DOCUMENT SEGMENT =>
-*-

Sunday, March 30, 2008

"Is What I Experience(d) Really the Holy Spirit?"

This is one of countless areas in which we need a spiritual father or mother. He or she will know far better than we if what we have experienced is the Holy Spirit or is from Him. Here are a few guidelines that may be helpful, but they must never replace being mentored by someone who is already a close friend of the Holy Spirit.

Flee! Run; do not walk, if what happened to you involved:

-- paying any money for it, even indirectly, for tickets or seats. Conferences, involving fees for food, transportation, lodging, or study materials, are not included in this warning. But we should never have to pay just to hear a Christian preacher preach.

-- any whiff of showmanship.

-- insults to your human dignity, such as groveling on the floor or making animal noises.

-- loss of self-control. The Spirit of the true God does not do that to us.

-- contradictions of Holy Scripture, the Creed, or the prayers and worship of the Church.

-- pointless, meaningless happenings.

We should be suspicious if:

-- we think we were cured. Consult your doctor before throwing away crutches or discontinuing medications!

-- we think we were given a glimpse of the future. Acting upon false premonitions of the future obviously can have unfortunate consequences. Consult your spiritual father.

-*-

BRIEF 1 => Retype the part of the post on discerning the Holy Spirit between "This is one" and "making animal noises.", inclusive.
BRIEF 2 => Condense the paragraph of the post on discerning the Holy Spirit that begins "This is one of countless areas" into two shorter sentences, keeping its main points.
BRIEF 3 => Translate this sentence from the post on discerning the Holy Spirit into Spanish: "The Spirit of the true God does not do that to us."

(Saved data entries)
-*-

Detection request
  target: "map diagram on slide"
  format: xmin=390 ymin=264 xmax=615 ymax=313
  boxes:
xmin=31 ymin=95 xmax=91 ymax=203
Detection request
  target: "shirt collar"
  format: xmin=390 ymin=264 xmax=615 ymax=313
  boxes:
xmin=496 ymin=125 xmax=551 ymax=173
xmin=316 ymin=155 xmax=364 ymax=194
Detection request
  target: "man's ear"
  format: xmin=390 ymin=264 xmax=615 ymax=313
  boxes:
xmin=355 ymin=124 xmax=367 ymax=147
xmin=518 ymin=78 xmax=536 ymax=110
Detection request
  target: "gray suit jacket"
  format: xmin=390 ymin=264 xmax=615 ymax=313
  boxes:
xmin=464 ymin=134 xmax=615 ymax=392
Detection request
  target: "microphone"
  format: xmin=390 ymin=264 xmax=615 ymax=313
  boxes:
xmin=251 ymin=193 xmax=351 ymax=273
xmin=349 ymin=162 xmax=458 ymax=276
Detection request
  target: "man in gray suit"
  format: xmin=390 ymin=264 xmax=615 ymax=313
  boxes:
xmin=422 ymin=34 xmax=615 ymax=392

-*-

EXERCISE RESPONSE 1 =>
This is one of countless areas in which we need a spiritual father or mother. He or she will know far better than we if what we have experienced is the Holy Spirit or is from Him. Here are a few guidelines that may be helpful, but they must never replace being mentored by someone who is already a close friend of the Holy Spirit.

Flee! Run; do not walk, if what happened to you involved:

-- paying any money for it, even indirectly, for tickets or seats. Conferences, involving fees for food, transportation, lodging, or study materials, are not included in this warning. But we should never have to pay just to hear a Christian preacher preach.

-- any whiff of showmanship.

-- insults to your human dignity, such as groveling on the floor or making animal noises.

EXERCISE RESPONSE 2 => In this area we need a spiritual father or mother, who can judge far better than we can whether an experience is the Holy Spirit or is from Him. The guidelines that follow may help, but they must never replace mentoring by someone who is already a close friend of the Holy Spirit.

EXERCISE RESPONSE 3 => El Espíritu del Dios verdadero no nos hace eso.